Cryptocurrency exchanges in India have a problem: They have no support from most banks despite the growing investor interest in crypto assets.
The exchanges are forced to rely heavily on digital wallets as most banks are still unwilling to allow crypto transactions through their networks. The attitude hasn’t changed much despite India taking its first real step towards adopting cryptocurrencies by unveiling plans on Budget Day to tax income from the transfer of virtual digital assets at 30%.
“We will wait for regulatory clarity and then act accordingly, even on discussions with these exchanges,” Shekhar Bhandari, President - Global Transaction Banking at Kotak Mahindra Bank, told DH.
HDFC Bank, State Bank of India and ICICI Bank did not respond to queries seeking comment. The Reserve Bank of India did not return an email with DH queries on the topic. To make matters complicated, crypto exchanges have not done enough to fully meet KYC requirements and comply with regulations tied to foreign exchange management and prevention of money laundering, Kotak pointed out.
KYC stands for “Know Your Customer” and refers to the mandatory process of identifying and verifying the client’s identity when opening an account and periodically over time.
“These exchanges are at various stages of achieving these requirements,” Bhandari said.
The conversations between the banks and the crypto exchanges haven’t made much progress.

■ DATASET ■
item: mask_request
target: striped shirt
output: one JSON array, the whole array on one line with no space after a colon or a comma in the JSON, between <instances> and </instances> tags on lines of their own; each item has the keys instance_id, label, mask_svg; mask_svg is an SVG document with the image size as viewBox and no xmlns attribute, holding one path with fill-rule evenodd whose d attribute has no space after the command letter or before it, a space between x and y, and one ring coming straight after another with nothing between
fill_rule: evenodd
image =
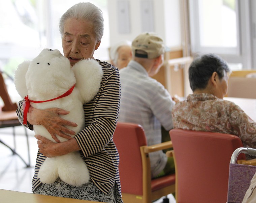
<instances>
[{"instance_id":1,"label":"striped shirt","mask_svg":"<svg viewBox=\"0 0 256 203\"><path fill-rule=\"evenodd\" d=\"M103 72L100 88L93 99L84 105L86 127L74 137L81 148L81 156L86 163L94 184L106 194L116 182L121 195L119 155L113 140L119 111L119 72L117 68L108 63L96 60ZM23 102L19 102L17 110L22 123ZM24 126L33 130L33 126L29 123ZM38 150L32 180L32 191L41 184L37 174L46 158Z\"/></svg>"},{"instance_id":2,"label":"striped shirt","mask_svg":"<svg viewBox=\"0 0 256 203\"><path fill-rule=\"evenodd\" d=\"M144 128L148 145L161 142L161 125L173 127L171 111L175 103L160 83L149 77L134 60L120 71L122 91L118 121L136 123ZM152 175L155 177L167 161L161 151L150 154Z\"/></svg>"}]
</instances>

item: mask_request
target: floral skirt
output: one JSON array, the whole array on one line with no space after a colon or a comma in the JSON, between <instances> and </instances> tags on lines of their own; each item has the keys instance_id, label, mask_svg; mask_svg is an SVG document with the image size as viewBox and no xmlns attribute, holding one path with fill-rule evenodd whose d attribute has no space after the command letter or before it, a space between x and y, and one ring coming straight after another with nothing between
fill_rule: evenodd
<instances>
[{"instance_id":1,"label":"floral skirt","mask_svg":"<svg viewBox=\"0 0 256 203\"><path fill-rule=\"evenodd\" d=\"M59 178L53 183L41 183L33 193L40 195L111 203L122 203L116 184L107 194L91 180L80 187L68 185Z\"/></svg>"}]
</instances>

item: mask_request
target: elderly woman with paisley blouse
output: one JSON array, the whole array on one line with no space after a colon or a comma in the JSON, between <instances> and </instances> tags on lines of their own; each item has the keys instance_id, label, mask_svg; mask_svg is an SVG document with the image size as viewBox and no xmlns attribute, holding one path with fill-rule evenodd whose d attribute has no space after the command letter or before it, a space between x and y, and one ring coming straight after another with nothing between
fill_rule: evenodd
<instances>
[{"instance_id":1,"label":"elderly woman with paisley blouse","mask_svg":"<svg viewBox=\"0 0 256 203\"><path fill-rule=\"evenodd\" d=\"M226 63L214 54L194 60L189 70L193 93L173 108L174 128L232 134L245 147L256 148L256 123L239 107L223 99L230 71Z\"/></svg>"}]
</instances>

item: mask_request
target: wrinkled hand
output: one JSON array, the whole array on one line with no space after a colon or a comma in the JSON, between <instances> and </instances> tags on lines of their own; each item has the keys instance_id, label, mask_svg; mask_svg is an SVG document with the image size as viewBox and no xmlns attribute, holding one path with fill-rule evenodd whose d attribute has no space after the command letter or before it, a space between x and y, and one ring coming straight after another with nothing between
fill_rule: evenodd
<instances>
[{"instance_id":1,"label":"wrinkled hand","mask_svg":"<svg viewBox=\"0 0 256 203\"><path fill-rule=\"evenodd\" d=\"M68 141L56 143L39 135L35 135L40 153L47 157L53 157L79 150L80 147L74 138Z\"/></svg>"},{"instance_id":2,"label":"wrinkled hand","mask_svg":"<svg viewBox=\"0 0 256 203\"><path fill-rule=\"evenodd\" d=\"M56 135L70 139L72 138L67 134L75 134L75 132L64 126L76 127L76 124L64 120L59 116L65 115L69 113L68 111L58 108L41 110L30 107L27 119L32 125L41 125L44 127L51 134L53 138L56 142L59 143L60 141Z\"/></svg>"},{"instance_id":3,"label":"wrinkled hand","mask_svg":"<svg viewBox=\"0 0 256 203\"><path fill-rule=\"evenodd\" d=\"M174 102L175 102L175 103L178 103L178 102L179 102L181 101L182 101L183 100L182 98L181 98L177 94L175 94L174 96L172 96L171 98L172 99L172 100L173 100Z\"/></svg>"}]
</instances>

■ GIVEN EXERCISE A ■
Using the text about cryptocurrency exchanges in India, decide whether each statement agrees with it, answering yes or no and quoting the words that settle it. (i) India plans to tax income from the transfer of virtual digital assets at 30%. (ii) The Reserve Bank of India replied to DH's email about the topic. (iii) Crypto exchanges in India depend heavily on digital wallets.
■ GIVEN EXERCISE B ■
According to the text about cryptocurrency exchanges in India, what position does Shekhar Bhandari hold?

■ OUTPUT A ■
(i) Yes: "unveiling plans on Budget Day to tax income from the transfer of virtual digital assets at 30%"
(ii) No: "The Reserve Bank of India did not return an email with DH queries on the topic."
(iii) Yes: "The exchanges are forced to rely heavily on digital wallets"

■ OUTPUT B ■
He is President - Global Transaction Banking at Kotak Mahindra Bank.